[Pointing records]

** Start **

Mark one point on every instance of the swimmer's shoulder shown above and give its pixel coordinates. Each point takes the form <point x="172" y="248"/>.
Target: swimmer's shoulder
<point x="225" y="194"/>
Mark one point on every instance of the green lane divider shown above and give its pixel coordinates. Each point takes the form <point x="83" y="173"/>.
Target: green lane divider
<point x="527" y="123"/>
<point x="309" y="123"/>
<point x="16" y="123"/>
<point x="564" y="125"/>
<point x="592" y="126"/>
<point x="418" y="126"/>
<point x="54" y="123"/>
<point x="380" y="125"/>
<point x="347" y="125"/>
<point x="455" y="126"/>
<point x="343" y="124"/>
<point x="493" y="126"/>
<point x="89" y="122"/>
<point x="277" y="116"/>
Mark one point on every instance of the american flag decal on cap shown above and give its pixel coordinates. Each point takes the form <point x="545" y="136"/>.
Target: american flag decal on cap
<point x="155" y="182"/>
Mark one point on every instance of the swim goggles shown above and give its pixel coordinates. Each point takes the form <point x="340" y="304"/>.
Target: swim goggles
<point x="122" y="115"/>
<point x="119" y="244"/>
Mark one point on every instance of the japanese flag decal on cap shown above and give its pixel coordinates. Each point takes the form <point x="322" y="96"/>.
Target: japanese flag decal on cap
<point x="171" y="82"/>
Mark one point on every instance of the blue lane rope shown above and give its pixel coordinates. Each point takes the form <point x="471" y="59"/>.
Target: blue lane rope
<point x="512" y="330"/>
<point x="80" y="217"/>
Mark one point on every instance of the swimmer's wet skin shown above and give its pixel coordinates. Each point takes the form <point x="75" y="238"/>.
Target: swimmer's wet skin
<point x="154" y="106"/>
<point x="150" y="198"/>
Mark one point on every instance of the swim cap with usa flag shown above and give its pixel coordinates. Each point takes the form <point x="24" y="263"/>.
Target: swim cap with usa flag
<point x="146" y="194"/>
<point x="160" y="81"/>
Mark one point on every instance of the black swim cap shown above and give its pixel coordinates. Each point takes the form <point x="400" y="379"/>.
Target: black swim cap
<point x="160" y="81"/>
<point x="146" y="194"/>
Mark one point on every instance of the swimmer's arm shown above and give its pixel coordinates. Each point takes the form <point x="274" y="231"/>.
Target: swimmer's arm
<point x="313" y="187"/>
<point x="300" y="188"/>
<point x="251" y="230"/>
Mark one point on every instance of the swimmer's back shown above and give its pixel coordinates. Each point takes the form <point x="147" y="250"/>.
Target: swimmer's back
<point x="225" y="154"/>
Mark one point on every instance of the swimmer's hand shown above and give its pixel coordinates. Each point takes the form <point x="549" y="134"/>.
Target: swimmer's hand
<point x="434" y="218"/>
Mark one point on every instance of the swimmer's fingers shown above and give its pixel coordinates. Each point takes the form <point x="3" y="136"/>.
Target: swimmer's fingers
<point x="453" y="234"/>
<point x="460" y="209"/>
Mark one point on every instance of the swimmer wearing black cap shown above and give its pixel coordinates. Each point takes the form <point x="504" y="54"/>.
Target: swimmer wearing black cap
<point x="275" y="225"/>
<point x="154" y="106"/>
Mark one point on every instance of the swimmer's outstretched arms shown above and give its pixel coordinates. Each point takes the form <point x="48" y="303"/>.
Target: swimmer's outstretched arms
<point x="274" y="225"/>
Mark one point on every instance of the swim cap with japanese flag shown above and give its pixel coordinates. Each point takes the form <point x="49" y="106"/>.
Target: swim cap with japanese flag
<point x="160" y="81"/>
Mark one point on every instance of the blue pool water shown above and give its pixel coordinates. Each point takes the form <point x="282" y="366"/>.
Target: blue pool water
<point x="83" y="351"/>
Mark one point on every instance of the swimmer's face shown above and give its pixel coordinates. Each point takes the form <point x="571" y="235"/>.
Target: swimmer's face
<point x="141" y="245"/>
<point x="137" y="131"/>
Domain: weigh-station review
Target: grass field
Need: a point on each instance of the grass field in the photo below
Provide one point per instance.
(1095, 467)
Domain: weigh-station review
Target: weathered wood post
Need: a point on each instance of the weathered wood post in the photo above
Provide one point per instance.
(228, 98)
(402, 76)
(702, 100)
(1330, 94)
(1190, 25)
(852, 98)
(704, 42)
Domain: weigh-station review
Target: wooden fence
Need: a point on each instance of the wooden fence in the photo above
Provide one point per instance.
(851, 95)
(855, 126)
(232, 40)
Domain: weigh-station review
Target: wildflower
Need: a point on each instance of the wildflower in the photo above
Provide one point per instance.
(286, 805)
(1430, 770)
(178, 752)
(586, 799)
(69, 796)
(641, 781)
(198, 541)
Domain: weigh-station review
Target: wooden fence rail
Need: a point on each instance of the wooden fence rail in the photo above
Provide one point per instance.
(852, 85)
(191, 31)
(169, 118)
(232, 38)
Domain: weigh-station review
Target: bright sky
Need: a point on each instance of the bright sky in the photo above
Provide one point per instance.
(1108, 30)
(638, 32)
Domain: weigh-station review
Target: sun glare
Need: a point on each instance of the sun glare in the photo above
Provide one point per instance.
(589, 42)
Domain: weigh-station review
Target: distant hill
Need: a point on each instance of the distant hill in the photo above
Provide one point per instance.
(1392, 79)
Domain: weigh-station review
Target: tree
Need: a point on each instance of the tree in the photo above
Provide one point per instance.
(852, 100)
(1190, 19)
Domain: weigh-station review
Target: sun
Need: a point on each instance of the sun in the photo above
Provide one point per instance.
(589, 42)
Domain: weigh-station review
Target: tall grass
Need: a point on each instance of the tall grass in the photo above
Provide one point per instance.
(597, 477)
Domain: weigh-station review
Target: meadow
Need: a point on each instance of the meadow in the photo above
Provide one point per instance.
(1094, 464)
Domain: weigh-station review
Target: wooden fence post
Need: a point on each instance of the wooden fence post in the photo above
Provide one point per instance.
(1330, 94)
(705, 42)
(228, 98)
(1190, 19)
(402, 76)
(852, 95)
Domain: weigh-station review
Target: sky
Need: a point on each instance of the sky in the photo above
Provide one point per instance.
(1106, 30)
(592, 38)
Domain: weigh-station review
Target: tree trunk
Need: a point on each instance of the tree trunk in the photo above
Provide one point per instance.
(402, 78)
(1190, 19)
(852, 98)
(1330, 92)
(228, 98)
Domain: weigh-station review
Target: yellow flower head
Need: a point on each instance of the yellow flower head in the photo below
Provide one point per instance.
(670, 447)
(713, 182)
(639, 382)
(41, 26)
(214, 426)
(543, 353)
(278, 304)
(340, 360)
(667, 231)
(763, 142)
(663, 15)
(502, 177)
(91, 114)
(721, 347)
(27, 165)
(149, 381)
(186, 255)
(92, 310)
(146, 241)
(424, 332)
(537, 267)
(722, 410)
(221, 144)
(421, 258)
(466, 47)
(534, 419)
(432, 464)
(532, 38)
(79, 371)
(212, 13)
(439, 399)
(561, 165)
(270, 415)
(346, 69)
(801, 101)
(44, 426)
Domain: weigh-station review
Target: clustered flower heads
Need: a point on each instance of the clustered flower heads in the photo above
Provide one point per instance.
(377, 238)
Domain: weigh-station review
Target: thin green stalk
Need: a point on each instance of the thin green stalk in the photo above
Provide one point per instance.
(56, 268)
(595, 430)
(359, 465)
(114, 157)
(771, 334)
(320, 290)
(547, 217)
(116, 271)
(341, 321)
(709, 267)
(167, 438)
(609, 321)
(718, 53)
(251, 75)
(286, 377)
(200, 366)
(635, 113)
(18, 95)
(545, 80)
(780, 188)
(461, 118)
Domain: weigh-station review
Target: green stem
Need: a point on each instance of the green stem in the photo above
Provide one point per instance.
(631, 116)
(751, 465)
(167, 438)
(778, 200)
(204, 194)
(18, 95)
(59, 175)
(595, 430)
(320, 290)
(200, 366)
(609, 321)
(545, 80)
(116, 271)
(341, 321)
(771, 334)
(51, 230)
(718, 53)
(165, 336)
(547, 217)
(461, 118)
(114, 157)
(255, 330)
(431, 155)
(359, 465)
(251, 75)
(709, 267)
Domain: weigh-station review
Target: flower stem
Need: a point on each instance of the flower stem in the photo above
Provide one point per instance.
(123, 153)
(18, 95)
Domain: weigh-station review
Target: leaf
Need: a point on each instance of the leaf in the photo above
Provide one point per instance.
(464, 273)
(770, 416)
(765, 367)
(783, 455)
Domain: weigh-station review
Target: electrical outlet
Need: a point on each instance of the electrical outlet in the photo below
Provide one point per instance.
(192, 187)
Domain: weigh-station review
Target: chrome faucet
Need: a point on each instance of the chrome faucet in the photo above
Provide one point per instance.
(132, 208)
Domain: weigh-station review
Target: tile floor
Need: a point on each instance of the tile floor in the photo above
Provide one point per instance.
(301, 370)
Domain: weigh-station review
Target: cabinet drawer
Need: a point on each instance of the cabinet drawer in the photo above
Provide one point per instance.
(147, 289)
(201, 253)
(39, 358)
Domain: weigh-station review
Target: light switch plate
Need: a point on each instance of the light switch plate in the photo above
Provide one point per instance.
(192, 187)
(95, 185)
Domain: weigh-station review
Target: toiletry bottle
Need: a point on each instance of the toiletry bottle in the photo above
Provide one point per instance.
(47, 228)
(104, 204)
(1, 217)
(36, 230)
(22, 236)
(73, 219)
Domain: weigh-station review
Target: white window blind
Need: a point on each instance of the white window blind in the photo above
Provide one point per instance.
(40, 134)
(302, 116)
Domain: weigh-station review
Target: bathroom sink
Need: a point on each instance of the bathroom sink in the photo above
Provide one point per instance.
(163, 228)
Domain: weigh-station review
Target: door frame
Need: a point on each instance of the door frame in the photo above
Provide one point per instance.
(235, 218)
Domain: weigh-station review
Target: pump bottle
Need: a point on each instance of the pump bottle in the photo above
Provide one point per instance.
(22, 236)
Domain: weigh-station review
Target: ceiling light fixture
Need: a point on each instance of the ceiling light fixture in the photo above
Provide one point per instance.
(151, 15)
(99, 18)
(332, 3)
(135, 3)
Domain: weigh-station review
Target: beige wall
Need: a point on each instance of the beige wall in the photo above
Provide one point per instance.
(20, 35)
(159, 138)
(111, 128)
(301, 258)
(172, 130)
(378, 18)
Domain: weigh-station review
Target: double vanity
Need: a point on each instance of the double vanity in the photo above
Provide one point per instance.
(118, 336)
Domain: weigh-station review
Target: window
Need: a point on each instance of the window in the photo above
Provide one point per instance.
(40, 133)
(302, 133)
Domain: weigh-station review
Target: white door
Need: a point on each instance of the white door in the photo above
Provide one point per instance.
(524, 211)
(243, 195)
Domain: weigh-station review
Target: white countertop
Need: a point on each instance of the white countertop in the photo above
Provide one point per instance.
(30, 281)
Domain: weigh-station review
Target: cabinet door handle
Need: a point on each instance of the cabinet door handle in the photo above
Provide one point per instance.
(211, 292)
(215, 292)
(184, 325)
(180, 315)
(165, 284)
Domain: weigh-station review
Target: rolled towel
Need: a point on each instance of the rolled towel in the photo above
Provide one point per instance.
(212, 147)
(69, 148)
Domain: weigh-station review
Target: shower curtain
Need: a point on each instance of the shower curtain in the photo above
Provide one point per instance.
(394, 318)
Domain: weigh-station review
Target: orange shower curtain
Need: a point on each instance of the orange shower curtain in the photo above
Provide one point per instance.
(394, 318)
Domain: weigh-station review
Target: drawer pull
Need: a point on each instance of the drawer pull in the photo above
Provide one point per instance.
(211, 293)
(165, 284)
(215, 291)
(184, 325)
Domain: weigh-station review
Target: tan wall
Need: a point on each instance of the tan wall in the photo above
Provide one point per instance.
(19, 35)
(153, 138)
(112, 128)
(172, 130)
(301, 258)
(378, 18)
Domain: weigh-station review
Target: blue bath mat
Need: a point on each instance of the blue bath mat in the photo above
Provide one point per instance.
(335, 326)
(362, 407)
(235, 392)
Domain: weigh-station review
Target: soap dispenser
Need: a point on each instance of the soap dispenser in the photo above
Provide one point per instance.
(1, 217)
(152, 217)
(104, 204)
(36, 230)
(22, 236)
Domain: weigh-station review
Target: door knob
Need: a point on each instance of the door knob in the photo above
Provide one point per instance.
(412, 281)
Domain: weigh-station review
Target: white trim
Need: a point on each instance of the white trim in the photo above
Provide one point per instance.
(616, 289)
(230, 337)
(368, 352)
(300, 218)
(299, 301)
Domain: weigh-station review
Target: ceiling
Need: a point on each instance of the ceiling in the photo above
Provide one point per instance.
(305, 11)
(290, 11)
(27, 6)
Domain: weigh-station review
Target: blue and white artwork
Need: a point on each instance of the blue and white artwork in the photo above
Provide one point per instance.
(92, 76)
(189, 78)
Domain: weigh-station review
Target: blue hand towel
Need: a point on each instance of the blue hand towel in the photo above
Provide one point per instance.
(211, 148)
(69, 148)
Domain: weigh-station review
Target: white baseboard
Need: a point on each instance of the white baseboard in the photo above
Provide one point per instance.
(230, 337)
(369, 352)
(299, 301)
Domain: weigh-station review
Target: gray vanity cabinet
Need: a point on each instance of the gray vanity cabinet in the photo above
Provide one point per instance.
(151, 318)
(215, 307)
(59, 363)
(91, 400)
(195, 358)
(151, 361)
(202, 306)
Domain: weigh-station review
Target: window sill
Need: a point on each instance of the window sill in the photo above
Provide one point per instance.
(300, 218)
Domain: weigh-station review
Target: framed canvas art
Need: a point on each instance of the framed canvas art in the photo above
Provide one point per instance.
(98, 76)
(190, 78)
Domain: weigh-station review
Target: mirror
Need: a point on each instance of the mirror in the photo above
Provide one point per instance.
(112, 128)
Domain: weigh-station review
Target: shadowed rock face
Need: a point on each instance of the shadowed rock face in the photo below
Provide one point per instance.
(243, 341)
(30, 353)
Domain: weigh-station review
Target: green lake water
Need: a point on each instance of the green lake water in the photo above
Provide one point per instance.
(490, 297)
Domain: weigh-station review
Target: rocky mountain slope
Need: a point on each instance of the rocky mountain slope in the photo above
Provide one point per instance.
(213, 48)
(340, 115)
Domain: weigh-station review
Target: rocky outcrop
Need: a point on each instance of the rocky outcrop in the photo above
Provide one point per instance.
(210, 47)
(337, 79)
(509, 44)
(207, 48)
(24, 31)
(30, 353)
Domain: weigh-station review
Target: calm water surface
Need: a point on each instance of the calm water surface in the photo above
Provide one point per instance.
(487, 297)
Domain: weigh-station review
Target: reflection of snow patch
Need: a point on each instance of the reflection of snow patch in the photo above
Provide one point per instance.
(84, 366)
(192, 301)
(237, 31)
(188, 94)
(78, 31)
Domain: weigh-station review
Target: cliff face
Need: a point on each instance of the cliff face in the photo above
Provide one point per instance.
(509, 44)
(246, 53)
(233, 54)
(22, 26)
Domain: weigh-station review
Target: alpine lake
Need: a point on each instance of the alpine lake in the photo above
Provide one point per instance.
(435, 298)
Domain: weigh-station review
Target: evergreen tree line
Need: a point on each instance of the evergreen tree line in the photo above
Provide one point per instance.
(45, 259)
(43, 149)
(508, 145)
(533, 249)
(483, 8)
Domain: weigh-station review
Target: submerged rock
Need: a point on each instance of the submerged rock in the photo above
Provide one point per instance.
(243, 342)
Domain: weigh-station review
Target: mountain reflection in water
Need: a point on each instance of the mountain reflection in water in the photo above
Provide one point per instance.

** End **

> Problem to solve:
How many lines of the entries above contain the word "faucet"? Case counts, so match it letter for letter; reply with the number alone.

> Task result:
2